Set problem:
List each line of the data below that contains the string "Query".

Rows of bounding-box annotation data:
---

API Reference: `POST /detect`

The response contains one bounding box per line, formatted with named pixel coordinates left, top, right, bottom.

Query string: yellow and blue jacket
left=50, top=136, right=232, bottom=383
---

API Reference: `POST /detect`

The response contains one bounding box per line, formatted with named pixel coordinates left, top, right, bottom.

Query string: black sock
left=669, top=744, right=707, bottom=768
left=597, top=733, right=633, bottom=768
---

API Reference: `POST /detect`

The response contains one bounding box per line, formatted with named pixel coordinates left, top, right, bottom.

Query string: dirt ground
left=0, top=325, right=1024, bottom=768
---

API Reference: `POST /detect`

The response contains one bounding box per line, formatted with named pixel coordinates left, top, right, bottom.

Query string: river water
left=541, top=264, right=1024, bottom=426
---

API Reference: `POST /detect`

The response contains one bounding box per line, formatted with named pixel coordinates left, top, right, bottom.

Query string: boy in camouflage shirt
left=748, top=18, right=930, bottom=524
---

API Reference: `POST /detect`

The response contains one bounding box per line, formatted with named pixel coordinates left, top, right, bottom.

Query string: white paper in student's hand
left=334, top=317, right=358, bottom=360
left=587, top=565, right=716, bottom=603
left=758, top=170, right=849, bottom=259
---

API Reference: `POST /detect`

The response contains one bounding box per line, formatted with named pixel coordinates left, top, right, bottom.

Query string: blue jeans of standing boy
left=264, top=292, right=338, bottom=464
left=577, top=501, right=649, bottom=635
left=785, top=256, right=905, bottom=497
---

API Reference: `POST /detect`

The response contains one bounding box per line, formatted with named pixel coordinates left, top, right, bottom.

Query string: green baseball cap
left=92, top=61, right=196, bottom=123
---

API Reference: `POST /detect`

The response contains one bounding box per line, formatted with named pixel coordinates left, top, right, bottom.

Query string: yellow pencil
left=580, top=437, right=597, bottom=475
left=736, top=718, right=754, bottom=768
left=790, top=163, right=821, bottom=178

The reply:
Query string: yellow and blue jacket
Query string: black sock
Query string: dirt ground
Query string: river water
Query string: boy in camouflage shirt
Query string: white paper in student's hand
Query string: blue jeans of standing boy
Query string: green baseball cap
Query string: yellow pencil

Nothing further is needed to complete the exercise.